EXERCISE GOAL
Pull out every line of the data below that contains the string "dried", treating case as significant.

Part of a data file
-=-=-=-=-
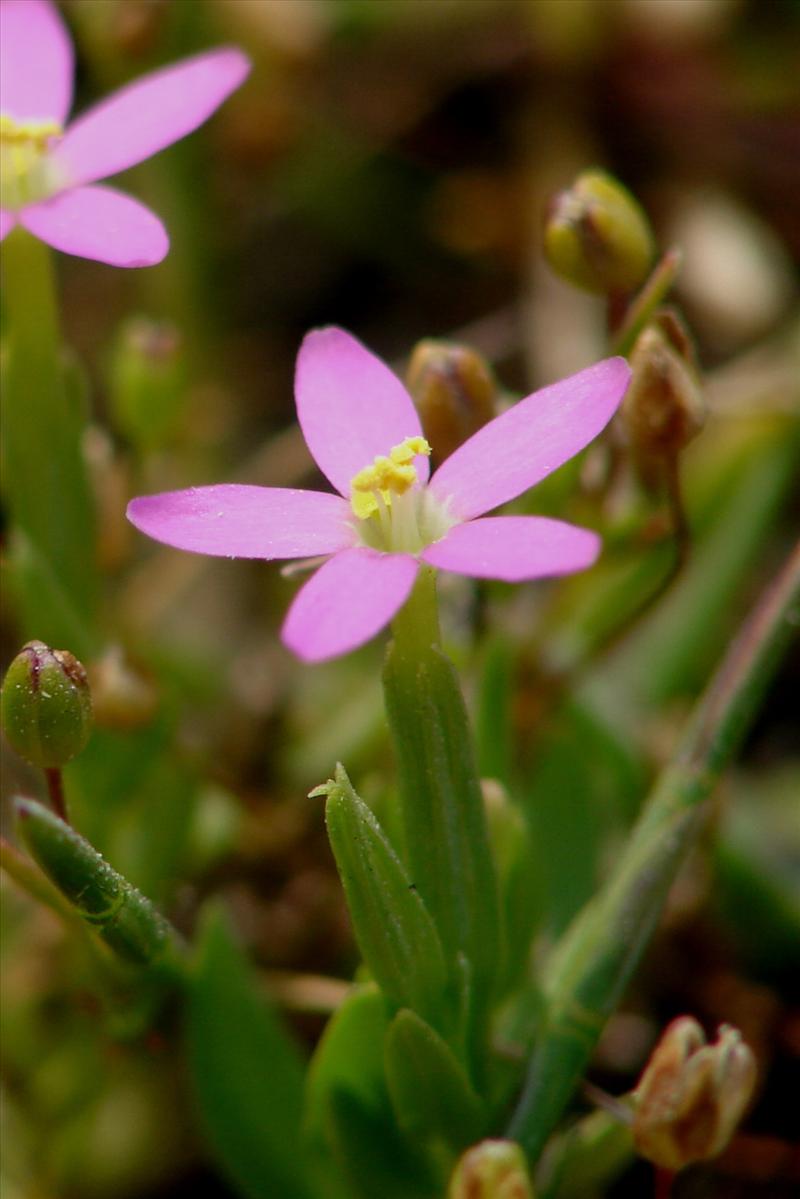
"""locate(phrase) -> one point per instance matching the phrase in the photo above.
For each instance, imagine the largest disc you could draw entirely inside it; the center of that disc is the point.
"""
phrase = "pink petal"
(149, 114)
(232, 520)
(347, 602)
(513, 548)
(36, 61)
(350, 405)
(98, 222)
(531, 439)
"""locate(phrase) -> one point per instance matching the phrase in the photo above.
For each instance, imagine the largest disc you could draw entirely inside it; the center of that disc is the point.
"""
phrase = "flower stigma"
(394, 514)
(26, 174)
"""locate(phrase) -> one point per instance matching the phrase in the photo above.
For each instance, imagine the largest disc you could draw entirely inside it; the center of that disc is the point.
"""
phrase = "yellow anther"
(34, 133)
(386, 476)
(408, 450)
(25, 174)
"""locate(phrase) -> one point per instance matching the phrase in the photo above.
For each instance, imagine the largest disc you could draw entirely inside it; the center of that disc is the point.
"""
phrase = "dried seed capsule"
(453, 390)
(692, 1095)
(46, 705)
(663, 408)
(492, 1169)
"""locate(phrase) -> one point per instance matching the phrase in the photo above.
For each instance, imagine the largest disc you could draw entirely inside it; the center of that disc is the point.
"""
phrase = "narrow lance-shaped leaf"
(44, 476)
(445, 836)
(595, 960)
(392, 926)
(431, 1094)
(246, 1073)
(121, 915)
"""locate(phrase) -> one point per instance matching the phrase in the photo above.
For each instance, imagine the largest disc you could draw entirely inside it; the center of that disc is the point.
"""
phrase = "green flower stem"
(597, 956)
(43, 471)
(121, 915)
(31, 880)
(647, 301)
(443, 819)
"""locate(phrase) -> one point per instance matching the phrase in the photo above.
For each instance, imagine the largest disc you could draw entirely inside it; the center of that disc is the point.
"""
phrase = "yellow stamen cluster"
(23, 145)
(386, 476)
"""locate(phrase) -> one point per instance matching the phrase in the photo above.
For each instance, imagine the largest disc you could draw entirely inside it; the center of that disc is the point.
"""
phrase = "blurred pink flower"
(48, 173)
(364, 432)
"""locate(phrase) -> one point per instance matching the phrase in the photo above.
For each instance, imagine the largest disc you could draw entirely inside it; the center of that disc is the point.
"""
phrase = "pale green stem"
(597, 956)
(44, 475)
(444, 826)
(647, 301)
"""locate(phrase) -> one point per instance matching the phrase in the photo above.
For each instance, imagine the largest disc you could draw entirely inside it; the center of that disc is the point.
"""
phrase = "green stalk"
(597, 956)
(44, 476)
(647, 301)
(443, 819)
(108, 903)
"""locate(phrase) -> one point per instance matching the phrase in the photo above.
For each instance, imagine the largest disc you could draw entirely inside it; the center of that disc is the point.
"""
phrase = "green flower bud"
(692, 1095)
(453, 390)
(46, 705)
(597, 236)
(121, 915)
(663, 407)
(146, 381)
(492, 1169)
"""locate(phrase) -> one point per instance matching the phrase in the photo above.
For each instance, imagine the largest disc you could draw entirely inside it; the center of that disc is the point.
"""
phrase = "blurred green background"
(386, 168)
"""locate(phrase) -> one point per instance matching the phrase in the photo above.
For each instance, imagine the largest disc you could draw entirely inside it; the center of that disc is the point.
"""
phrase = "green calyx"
(596, 235)
(47, 712)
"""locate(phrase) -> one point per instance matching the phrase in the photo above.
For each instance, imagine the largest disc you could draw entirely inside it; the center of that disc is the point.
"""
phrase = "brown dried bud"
(492, 1169)
(663, 408)
(597, 236)
(455, 393)
(692, 1095)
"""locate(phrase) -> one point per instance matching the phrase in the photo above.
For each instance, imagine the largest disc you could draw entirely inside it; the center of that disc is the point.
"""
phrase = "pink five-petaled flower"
(47, 175)
(364, 432)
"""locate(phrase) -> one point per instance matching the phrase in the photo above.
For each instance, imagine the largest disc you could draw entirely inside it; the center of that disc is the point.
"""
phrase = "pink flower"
(48, 174)
(364, 432)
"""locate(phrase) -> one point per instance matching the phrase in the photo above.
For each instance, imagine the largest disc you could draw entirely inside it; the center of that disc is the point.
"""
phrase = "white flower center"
(392, 513)
(26, 173)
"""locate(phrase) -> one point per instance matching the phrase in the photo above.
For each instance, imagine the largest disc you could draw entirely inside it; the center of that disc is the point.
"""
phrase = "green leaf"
(595, 959)
(494, 723)
(121, 915)
(445, 836)
(373, 1155)
(44, 476)
(246, 1073)
(349, 1058)
(429, 1090)
(392, 926)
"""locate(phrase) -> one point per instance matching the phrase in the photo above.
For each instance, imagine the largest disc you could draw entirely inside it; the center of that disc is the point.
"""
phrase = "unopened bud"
(46, 705)
(692, 1095)
(597, 236)
(663, 408)
(455, 393)
(146, 381)
(492, 1169)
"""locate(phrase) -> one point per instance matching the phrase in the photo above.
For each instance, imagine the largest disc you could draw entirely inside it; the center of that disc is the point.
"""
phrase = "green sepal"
(392, 926)
(246, 1073)
(431, 1094)
(121, 915)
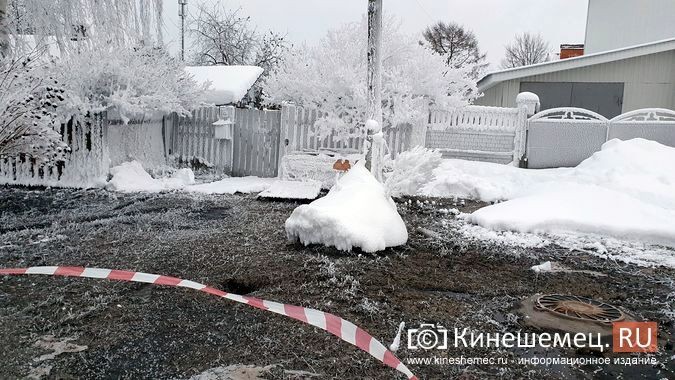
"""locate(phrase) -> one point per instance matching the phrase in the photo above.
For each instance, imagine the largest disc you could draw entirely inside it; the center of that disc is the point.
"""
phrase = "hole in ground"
(242, 286)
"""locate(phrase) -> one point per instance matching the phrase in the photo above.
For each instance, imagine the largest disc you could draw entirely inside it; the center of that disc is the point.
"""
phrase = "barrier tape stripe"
(335, 325)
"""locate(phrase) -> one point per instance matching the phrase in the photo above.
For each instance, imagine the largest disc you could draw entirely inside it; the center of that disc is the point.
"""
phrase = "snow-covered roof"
-=-=-=-=-
ANSWER TO THE TASK
phrase = "dried seed capsule"
phrase = "brown dried bud"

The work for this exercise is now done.